- Supplied text:
[START]
From 88a7eaed20940b26d5dd48f066f46b1bedbb4c43 Mon Sep 17 00:00:00 2001
From: MarcoGorelli <m.e.gorelli@gmail.com>
Date: Sat, 22 Feb 2020 17:20:14 +0000
Subject: [PATCH 5/5] simplify acc to Jeff's review

---
 pandas/core/groupby/generic.py | 27 ++++++---------------------
 1 file changed, 6 insertions(+), 21 deletions(-)

diff --git a/pandas/core/groupby/generic.py b/pandas/core/groupby/generic.py
index 61d3a3d5a4a77..1bb512aee39e2 100644
--- a/pandas/core/groupby/generic.py
+++ b/pandas/core/groupby/generic.py
@@ -591,33 +591,18 @@ def nunique(self, dropna: bool = True) -> Series:
 
         val = self.obj._internal_get_values()
 
-        def _object_sorter(val, ids):
-            val, _ = algorithms.factorize(val, sort=False)
-            sorter = np.lexsort((val, ids))
-            _isna = lambda a: a == -1
-            return val, sorter, _isna
-
-        if isna(val).any():
-            val, sorter, _isna = _object_sorter(val, ids)
-        else:
-            try:
-                sorter = np.lexsort((val, ids))
-            except TypeError:  # catches object dtypes
-                msg = f"val.dtype must be object, got {val.dtype}"
-                assert val.dtype == object, msg
-                val, sorter, _isna = _object_sorter(val, ids)
-            else:
-                _isna = isna
-
-        ids, val = ids[sorter], val[sorter]
+        codes, _ = algorithms.factorize(val, sort=False)
+        sorter = np.lexsort((codes, ids))
+        codes = codes[sorter]
+        ids = ids[sorter]
 
         # group boundaries are where group ids change
         # unique observations are where sorted values change
         idx = np.r_[0, 1 + np.nonzero(ids[1:] != ids[:-1])[0]]
-        inc = np.r_[1, val[1:] != val[:-1]]
+        inc = np.r_[1, codes[1:] != codes[:-1]]
 
         # 1st item of each group is a new unique observation
-        mask = _isna(val)
+        mask = codes == -1
         if dropna:
             inc[idx] = 1
             inc[mask] = 0
[END]
- What to do:
(a) Answer these questions about the patch:
(i) Which file does it change?
(ii) How many insertions and deletions does it report?
(iii) In the new code, what value is `codes` compared with to build `mask`?
(b) Retype the patch from "diff --git a/pandas/core/groupby/generic.py" up to and including "val, _ = algorithms.factorize(val, sort=False)", matching it character for character.
The lines after this point come from a separate source.

- Supplied information:
[START]
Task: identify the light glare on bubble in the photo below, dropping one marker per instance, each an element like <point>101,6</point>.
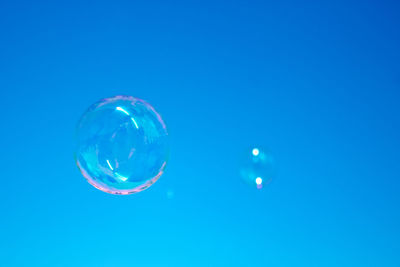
[END]
- Completed exercise:
(a)
(i) pandas/core/groupby/generic.py
(ii) 6 insertions and 21 deletions
(iii) -1

(b)
diff --git a/pandas/core/groupby/generic.py b/pandas/core/groupby/generic.py
index 61d3a3d5a4a77..1bb512aee39e2 100644
--- a/pandas/core/groupby/generic.py
+++ b/pandas/core/groupby/generic.py
@@ -591,33 +591,18 @@ def nunique(self, dropna: bool = True) -> Series:
 
         val = self.obj._internal_get_values()
 
-        def _object_sorter(val, ids):
-            val, _ = algorithms.factorize(val, sort=False)